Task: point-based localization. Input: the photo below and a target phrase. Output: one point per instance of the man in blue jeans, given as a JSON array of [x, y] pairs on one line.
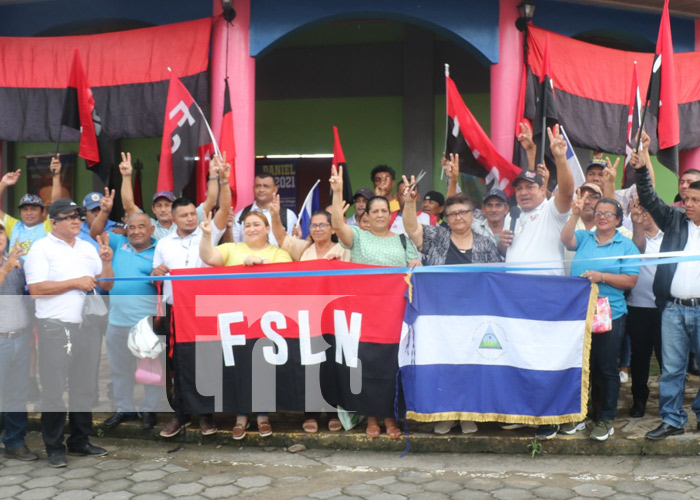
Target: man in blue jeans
[[677, 291], [14, 351], [130, 302]]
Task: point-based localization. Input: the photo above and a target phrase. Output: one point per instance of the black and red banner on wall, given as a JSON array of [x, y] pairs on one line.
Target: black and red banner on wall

▬▬▬▬▬▬

● **YOUR GOAL**: Please turn the rows above into a numbered list, skipping any blank lines and leaving the pictures out.

● **THE RESULT**:
1. Task: point-based localization. Input: the photo below and a target phrase. Output: one point per instance of the man in blue jeans, given as a JSON array of [x, y] pairs on one line.
2. Target: man in blue jeans
3. [[677, 291], [14, 351], [130, 302]]
4. Task: point-based localization. Input: the photo above and a target phrase. Output: one point per instance of the black and red banner on wall, given as a JSON array of [x, y] pairs on one line.
5. Target: black and red banner on wall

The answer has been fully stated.